## INSTRUCTIONS FOR THE TASK
The tail of the records, from the line containing "Mark one point on every instance of the white cloud" through the final line, should be printed exactly and on its own.

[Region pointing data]
----------
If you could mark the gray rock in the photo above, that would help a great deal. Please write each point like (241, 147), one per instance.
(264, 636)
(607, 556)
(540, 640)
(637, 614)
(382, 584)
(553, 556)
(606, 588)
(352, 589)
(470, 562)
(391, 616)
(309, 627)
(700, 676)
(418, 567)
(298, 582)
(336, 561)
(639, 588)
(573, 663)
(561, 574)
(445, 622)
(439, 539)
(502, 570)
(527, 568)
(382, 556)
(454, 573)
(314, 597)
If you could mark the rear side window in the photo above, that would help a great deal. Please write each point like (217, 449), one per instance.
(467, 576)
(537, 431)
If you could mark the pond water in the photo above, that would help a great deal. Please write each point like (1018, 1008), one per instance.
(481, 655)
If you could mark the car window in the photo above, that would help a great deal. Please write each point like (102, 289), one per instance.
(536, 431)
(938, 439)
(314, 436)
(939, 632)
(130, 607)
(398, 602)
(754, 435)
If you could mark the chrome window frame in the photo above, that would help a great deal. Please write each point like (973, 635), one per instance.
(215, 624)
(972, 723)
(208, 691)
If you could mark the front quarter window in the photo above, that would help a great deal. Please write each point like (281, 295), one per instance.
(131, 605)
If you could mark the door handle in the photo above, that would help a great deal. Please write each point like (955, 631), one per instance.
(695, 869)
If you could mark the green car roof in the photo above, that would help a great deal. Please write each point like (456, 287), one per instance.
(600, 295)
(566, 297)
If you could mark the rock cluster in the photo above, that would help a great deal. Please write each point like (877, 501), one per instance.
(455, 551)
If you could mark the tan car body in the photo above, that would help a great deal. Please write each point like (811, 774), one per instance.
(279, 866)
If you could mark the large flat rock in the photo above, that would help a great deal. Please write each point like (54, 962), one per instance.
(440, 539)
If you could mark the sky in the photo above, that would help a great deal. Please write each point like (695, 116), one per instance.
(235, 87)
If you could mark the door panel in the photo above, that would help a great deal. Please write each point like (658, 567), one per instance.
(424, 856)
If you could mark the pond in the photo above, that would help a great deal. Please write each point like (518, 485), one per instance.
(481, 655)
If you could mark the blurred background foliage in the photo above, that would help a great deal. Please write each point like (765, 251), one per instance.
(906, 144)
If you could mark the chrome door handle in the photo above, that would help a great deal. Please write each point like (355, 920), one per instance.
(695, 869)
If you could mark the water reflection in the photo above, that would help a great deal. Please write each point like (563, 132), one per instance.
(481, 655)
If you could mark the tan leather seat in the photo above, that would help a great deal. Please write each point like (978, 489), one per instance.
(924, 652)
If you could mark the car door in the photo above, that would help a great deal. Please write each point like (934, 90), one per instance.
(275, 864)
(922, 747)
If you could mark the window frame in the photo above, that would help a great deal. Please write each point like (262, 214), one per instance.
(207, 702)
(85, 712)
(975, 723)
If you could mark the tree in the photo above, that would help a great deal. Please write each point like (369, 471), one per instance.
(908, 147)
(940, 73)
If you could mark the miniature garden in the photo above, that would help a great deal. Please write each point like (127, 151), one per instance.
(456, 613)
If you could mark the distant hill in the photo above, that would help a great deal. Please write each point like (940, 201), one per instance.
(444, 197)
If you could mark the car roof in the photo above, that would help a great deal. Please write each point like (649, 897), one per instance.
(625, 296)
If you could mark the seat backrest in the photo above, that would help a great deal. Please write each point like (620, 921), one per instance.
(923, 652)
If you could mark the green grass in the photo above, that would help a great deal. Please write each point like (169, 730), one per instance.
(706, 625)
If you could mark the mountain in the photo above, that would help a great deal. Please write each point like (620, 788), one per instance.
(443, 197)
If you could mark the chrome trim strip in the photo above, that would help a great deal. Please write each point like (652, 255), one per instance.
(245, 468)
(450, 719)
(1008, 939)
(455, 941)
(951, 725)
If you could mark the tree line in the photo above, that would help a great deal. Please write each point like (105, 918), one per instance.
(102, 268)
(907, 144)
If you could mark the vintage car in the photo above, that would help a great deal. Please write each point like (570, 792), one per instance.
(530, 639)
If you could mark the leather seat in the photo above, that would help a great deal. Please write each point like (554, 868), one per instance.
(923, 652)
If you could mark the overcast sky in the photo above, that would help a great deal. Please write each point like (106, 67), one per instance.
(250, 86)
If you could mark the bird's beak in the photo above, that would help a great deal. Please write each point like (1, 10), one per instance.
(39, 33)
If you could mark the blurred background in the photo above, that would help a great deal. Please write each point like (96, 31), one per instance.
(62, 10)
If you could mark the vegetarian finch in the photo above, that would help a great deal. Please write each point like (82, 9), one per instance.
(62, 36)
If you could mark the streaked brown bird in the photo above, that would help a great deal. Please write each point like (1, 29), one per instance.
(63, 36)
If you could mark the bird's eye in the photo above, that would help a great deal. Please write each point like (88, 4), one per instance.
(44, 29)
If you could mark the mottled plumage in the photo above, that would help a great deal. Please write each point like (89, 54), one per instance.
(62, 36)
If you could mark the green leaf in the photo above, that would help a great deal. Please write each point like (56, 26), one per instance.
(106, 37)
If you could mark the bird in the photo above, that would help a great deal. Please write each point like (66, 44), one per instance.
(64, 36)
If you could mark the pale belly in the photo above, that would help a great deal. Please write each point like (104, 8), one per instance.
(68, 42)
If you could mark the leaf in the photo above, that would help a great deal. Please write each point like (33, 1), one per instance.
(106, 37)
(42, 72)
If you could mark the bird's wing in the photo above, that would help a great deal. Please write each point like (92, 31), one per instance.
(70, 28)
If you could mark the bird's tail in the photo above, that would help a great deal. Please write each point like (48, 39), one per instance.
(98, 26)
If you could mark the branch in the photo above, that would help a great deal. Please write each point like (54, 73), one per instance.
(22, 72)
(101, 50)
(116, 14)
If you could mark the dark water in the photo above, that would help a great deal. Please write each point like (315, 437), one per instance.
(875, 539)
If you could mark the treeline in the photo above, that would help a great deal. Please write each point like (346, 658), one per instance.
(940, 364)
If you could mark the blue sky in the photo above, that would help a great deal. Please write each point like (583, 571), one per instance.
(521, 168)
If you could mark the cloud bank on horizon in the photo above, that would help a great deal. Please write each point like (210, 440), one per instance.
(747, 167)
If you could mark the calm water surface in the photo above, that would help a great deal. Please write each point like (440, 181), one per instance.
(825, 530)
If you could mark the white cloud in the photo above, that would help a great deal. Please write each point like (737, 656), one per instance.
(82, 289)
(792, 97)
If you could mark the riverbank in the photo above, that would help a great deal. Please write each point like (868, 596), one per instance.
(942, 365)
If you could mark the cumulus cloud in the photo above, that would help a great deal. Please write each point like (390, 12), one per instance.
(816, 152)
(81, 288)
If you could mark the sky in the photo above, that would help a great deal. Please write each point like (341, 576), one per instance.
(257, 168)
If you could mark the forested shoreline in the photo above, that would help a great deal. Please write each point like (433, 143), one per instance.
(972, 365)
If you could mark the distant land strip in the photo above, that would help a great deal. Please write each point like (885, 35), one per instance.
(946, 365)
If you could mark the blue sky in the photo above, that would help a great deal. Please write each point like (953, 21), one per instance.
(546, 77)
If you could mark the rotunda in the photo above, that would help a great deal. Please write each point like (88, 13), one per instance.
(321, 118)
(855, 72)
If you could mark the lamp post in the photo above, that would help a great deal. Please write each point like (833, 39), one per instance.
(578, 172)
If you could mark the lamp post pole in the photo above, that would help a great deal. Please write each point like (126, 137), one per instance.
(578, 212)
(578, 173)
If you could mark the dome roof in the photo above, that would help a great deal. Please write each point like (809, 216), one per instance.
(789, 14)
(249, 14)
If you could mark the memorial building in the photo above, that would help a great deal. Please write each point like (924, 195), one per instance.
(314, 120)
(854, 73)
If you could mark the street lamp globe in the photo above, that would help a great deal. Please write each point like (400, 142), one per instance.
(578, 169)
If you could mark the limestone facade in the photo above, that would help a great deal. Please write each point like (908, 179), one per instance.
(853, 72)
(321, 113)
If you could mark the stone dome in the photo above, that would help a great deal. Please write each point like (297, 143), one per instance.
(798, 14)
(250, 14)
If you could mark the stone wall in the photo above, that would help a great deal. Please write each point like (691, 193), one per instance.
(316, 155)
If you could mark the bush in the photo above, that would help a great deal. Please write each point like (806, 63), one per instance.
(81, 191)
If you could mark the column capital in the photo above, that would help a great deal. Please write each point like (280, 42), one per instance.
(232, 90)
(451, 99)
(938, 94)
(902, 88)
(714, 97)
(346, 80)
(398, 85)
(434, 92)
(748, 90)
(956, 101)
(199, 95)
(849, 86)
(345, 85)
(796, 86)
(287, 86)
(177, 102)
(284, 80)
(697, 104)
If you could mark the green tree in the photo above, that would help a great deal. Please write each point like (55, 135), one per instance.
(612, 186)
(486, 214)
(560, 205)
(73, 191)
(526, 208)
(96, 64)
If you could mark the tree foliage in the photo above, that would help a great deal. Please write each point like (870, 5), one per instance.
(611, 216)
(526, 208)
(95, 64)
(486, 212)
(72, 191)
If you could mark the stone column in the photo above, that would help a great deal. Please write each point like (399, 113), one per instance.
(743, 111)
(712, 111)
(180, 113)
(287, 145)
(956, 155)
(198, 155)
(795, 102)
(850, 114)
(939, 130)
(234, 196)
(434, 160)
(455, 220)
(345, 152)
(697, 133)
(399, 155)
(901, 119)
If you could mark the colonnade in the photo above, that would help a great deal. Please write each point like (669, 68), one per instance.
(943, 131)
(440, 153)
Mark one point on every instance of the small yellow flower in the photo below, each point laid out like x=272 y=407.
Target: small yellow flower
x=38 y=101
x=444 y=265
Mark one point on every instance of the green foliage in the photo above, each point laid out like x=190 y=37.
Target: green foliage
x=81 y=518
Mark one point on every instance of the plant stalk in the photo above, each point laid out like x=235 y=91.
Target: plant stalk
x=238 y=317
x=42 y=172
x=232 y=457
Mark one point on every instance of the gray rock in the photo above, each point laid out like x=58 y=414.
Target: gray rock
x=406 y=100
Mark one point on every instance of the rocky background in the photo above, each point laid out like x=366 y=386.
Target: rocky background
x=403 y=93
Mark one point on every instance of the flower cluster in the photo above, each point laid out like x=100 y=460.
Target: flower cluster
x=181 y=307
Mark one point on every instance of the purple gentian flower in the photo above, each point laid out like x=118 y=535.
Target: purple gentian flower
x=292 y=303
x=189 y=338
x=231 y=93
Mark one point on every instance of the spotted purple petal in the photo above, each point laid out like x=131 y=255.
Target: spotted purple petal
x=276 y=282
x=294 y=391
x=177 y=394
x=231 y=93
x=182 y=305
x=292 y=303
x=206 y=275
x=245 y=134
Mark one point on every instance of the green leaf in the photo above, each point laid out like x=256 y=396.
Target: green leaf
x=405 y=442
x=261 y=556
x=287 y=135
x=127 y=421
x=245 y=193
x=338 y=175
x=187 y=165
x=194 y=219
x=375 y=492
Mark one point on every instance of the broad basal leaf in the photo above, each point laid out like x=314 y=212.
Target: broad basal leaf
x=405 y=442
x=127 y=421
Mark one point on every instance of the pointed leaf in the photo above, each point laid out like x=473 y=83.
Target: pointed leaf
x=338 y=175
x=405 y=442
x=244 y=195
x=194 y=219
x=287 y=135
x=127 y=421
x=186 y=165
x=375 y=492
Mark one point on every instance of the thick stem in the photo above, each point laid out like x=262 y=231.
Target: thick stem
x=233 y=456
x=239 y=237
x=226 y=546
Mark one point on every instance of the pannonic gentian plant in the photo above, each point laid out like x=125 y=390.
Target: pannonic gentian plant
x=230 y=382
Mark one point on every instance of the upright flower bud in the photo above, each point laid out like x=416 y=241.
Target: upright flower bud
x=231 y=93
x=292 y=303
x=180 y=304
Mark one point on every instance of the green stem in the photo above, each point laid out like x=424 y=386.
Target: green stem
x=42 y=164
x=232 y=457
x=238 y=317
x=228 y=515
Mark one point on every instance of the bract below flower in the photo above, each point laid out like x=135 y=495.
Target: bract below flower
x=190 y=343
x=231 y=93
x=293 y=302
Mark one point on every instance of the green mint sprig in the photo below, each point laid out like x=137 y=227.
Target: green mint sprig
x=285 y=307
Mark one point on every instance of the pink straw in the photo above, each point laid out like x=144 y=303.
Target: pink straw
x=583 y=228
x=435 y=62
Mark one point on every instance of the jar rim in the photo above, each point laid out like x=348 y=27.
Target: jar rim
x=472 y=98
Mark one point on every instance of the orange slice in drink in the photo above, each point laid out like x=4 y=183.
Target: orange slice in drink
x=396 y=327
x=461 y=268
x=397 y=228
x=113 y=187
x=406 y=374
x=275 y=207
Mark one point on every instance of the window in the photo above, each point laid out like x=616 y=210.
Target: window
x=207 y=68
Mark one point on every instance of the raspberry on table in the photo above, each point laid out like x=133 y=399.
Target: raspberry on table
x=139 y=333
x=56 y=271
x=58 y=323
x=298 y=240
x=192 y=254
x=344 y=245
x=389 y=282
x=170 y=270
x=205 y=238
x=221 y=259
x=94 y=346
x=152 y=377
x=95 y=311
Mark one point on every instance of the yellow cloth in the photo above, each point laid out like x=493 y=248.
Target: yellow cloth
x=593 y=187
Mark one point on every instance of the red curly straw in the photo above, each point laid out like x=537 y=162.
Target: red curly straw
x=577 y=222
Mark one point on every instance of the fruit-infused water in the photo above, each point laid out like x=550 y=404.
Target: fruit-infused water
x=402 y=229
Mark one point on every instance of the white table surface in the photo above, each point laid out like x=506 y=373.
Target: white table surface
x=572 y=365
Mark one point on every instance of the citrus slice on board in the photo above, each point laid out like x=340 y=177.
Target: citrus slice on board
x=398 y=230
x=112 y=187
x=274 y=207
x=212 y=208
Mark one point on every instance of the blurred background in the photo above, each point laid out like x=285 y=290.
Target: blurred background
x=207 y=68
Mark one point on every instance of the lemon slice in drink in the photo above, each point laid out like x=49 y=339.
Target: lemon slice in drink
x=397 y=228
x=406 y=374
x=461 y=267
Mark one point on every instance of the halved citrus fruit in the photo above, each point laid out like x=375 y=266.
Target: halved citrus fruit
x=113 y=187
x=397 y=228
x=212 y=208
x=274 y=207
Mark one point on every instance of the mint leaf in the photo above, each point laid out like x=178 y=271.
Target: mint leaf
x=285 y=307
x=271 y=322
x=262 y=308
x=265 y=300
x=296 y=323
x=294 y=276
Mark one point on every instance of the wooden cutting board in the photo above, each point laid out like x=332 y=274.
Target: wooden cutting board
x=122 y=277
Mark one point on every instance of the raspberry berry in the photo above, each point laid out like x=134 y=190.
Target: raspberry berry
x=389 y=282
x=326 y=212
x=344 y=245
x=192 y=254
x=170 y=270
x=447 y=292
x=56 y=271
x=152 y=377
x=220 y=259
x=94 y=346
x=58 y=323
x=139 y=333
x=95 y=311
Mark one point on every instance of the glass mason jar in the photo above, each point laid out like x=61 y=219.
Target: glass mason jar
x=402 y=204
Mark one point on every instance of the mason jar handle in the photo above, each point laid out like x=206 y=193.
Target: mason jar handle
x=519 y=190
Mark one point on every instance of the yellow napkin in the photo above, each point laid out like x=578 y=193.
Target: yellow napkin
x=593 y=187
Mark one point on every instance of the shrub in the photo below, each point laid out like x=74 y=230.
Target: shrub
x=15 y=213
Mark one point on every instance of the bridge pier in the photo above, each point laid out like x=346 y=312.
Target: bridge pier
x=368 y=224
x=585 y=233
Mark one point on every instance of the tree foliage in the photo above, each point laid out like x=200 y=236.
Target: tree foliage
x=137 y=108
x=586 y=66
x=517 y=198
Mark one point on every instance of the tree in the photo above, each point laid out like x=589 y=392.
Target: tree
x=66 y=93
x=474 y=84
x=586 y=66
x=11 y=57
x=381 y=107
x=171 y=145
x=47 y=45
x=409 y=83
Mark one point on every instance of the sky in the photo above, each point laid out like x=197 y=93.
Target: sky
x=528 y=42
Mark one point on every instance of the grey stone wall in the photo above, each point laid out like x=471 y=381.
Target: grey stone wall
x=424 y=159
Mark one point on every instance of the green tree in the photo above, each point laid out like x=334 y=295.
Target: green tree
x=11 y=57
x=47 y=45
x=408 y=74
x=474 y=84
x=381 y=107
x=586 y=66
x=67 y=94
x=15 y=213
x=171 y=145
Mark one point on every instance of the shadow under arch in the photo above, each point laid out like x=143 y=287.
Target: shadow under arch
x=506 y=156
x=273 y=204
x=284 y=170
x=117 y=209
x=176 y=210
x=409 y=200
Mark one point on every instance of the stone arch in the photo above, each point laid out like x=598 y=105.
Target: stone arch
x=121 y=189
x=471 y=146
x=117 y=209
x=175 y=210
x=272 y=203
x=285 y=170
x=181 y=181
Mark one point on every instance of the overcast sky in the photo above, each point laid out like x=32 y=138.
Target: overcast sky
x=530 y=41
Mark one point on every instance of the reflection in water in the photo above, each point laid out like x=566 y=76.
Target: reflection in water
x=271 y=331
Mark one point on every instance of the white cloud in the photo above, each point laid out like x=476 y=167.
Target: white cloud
----------
## SOLUTION TO THIS TASK
Mark one point on every instance of the white cloud in the photo above, each point laid out like x=476 y=167.
Target: white cloud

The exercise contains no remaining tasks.